*Consigne écrite a*:
Relevez toutes les lignes ci-dessous qui contiennent le mot « walking ». La casse compte.

*Extrait du texte*:
..........

Un habitant noir d’un quartier défavorisé s’est vu refuser par deux fois la réservation d’une salle municipale dans cette commune de Seine-et-Marne. Sous une autre identité, sa demande a été acceptée immédiatement. Pour les habitants, l’incident illustre la discrimination dont ils sont victimes de la part de la mairie.
(...) Adama D., réalisateur et porte-parole de l’association De mon cœur à ma rue, lui signale qu’il s’agit de discrimination, voire de « ciblage ethnique ». Le maire répond : « C’est ça, c’est tout ce que vous voulez, et c’est à la mode. Accuser les gens à chaque fois de discrimination raciale, c’est facile, ce n’est pas le cas ici. »
Puis enchaîne : « Si vous me considérez toujours comme un affreux raciste, forcément, on n’arrivera pas à s’arranger. Les décisions municipales n’ont jamais été teintées de racisme. Dans ma bande, j’ai quand même quelques personnes foncées. » L’assistance fait les gros yeux, certains s’indignent. (...)
Un quartier stigmatisé depuis trente ans
Les habitant·es parlent encore de l’opération policière de grande envergure qui avait marqué le quartier en 1996. On se souvient aussi de ce communiqué au début des années 2000, où le maire a qualifié le quartier de « furoncle », assurant aussi que « si vous êtes africain et polygame, vous pouvez à loisir pratiquer cette forme d’union pourtant interdite dans notre pays et obtenir tous les avantages sociaux correspondants ».

..........

*Consigne écrite b*:
Reproduisez fidèlement le passage de l'extrait ci-dessus, de « Un habitant noir » à « de la mairie. ».

*Données fournies*:
..........

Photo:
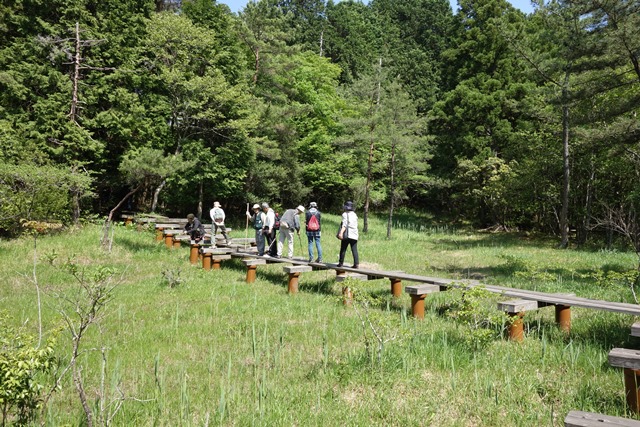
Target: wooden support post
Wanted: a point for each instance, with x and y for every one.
(206, 261)
(251, 273)
(516, 329)
(292, 286)
(417, 305)
(563, 317)
(516, 309)
(418, 294)
(396, 287)
(193, 253)
(347, 296)
(294, 273)
(631, 389)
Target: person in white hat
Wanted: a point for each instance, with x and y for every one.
(217, 219)
(289, 221)
(258, 220)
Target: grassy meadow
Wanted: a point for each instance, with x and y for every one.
(214, 350)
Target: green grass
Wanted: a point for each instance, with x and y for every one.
(217, 351)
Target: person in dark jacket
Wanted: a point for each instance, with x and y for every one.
(313, 225)
(194, 228)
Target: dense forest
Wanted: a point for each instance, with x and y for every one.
(483, 115)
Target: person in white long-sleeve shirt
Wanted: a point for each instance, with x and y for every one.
(269, 230)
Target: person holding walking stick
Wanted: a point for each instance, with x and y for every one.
(269, 230)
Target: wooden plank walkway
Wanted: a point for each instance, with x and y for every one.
(552, 299)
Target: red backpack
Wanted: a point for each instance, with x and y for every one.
(314, 224)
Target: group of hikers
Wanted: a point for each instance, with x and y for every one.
(266, 222)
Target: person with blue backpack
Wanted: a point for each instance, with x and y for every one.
(313, 217)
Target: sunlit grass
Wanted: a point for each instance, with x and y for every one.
(217, 351)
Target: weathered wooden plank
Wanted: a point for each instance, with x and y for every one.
(296, 269)
(215, 251)
(354, 276)
(590, 419)
(256, 261)
(624, 358)
(421, 289)
(553, 299)
(518, 305)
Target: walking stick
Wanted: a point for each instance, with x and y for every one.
(246, 231)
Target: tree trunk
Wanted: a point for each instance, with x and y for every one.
(76, 77)
(107, 223)
(367, 191)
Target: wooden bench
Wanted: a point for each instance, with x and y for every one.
(635, 329)
(418, 294)
(590, 419)
(629, 360)
(355, 276)
(294, 273)
(517, 307)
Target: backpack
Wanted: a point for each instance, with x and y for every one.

..........

*Réponse attendue a*:
Target: person holding walking stick
Target: walking stick

*Réponse attendue b*:
Un habitant noir d’un quartier défavorisé s’est vu refuser par deux fois la réservation d’une salle municipale dans cette commune de Seine-et-Marne. Sous une autre identité, sa demande a été acceptée immédiatement. Pour les habitants, l’incident illustre la discrimination dont ils sont victimes de la part de la mairie.